§ **WHAT IS REQUIRED**: Could each record be written out again exactly as it stands?

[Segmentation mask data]
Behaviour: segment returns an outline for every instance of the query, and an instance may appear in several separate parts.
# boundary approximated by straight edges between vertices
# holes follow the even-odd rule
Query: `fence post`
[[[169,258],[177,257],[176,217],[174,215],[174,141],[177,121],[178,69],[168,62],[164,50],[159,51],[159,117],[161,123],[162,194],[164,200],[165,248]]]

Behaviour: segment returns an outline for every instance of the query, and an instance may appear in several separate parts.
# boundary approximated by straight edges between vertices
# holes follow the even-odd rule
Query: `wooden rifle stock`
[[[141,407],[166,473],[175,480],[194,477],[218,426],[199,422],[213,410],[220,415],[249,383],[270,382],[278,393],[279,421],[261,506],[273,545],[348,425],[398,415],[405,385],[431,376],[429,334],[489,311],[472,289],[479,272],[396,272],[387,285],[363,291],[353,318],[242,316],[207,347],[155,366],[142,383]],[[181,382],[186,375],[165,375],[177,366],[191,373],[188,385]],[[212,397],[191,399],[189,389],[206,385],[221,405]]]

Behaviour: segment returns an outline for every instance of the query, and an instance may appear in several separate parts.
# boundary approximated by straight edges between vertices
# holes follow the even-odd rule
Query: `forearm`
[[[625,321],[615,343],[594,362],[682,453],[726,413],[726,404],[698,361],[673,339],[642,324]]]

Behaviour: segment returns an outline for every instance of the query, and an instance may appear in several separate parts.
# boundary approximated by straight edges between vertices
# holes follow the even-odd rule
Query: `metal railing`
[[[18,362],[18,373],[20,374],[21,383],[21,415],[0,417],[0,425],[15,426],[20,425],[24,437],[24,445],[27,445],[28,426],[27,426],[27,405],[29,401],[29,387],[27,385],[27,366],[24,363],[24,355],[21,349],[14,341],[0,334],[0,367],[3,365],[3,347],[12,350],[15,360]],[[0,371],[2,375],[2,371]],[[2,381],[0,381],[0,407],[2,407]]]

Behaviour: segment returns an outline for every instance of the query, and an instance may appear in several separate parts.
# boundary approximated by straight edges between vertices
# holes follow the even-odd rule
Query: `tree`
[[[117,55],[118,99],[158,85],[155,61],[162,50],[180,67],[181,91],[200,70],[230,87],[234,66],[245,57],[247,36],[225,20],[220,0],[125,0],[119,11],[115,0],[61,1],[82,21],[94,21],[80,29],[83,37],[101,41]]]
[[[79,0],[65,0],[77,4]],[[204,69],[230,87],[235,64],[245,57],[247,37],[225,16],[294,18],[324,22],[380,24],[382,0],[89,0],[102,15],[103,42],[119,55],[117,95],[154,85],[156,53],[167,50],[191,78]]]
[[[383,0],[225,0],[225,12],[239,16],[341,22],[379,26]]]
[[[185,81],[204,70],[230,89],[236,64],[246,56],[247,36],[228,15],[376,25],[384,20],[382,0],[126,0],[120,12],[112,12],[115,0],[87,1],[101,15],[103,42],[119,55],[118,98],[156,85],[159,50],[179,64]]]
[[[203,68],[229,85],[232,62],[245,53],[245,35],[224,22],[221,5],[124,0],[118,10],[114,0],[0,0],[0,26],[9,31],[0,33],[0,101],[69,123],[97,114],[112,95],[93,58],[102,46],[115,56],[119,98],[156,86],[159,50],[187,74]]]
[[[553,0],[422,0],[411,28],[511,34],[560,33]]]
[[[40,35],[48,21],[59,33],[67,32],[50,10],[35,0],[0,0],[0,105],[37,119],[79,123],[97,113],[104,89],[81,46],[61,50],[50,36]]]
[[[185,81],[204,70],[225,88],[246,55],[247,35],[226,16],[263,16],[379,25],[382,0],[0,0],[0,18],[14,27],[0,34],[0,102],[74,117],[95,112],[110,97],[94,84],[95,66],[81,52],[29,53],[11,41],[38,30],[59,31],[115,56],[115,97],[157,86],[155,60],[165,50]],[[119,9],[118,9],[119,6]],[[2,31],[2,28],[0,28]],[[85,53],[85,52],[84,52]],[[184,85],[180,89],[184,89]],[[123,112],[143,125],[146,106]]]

§ **TASK OUTPUT**:
Behaviour: segment returns an outline for every instance of the query, and an instance may appear in several separate parts.
# boundary approximated by straight edges between vertices
# holes follow the even-odd rule
Query: `fence post`
[[[169,258],[177,257],[176,217],[174,215],[174,141],[177,121],[178,69],[168,62],[164,50],[159,51],[159,117],[161,123],[162,194],[164,200],[165,248]]]

Behaviour: segment returns an outline for every instance of the query, and an instance may appear in several separate parts.
# boundary approximated by straight edges between vertices
# holes follow the even-odd rule
Query: `wooden rifle stock`
[[[141,407],[166,473],[175,480],[194,477],[218,426],[199,422],[213,410],[220,415],[249,383],[270,382],[278,393],[279,421],[261,506],[273,545],[348,425],[398,415],[405,385],[431,376],[429,334],[489,311],[472,289],[479,272],[396,272],[387,285],[363,291],[353,318],[242,316],[207,347],[155,366],[142,383]],[[181,382],[186,375],[165,375],[177,366],[191,373],[188,385]],[[212,397],[191,399],[189,389],[206,385],[221,405]]]

Behaviour: segment returns an outline for every instance of the query, and an instance may appear in several separate parts.
# boundary approximated by straight edges between vertices
# holes follow the even-odd rule
Query: `forearm`
[[[625,321],[615,343],[594,362],[682,453],[726,413],[726,404],[698,361],[673,339],[642,324]]]

Behaviour: segment returns an outline for every instance of the query, and an instance may appear in several separate parts.
# boundary approximated by straight edges between vertices
# holes follow the even-odd rule
Query: `metal railing`
[[[18,362],[18,373],[20,374],[21,383],[21,415],[0,417],[0,425],[15,426],[20,425],[24,437],[24,445],[27,445],[28,426],[27,426],[27,405],[29,401],[29,387],[27,385],[27,366],[24,363],[24,355],[21,349],[14,341],[0,334],[0,367],[3,365],[3,347],[12,350],[15,360]],[[0,371],[2,375],[2,371]],[[2,381],[0,381],[0,407],[2,407]]]

Behaviour: segment returns an outline for every instance of the query, and an instance may appear in several separate parts.
# boundary approximated by straight edges between vertices
# holes follow the even-odd rule
Query: `tree`
[[[117,55],[118,99],[158,85],[155,61],[162,50],[180,67],[181,91],[200,70],[230,87],[234,66],[245,57],[247,36],[225,20],[220,0],[125,0],[119,11],[115,0],[61,1],[82,21],[94,21],[80,29],[83,37],[101,41]]]
[[[79,0],[65,0],[77,4]],[[204,69],[230,87],[235,64],[245,57],[247,37],[225,16],[294,18],[324,22],[380,24],[382,0],[89,0],[102,15],[103,42],[119,55],[117,95],[154,85],[156,53],[167,50],[191,78]]]
[[[383,0],[225,0],[225,12],[239,16],[341,22],[379,26]]]
[[[185,81],[204,70],[230,89],[236,64],[246,56],[247,36],[228,15],[376,25],[384,20],[382,0],[126,0],[120,12],[112,12],[115,0],[87,1],[101,15],[103,42],[119,55],[118,98],[156,85],[159,50],[179,64]]]
[[[203,68],[229,85],[232,62],[245,53],[245,35],[224,22],[221,5],[124,0],[118,10],[114,0],[0,0],[0,26],[9,31],[0,33],[0,101],[69,123],[97,114],[112,95],[93,58],[102,46],[115,56],[119,98],[156,86],[159,50],[187,74]]]
[[[553,0],[422,0],[411,28],[511,34],[560,33]]]
[[[40,35],[48,21],[59,33],[67,32],[50,10],[35,0],[0,0],[0,105],[37,119],[79,123],[97,113],[104,89],[81,46],[61,50],[50,36]]]
[[[185,81],[204,70],[225,88],[246,55],[247,35],[226,16],[263,16],[379,25],[382,0],[0,0],[0,18],[14,27],[0,34],[0,102],[74,117],[95,112],[110,97],[94,84],[95,66],[81,52],[29,53],[11,41],[38,30],[59,31],[115,56],[115,97],[157,86],[155,60],[165,50]],[[119,9],[118,9],[119,6]],[[2,31],[2,28],[0,28]],[[85,53],[85,52],[84,52]],[[184,85],[180,89],[184,89]],[[123,112],[143,125],[146,106]]]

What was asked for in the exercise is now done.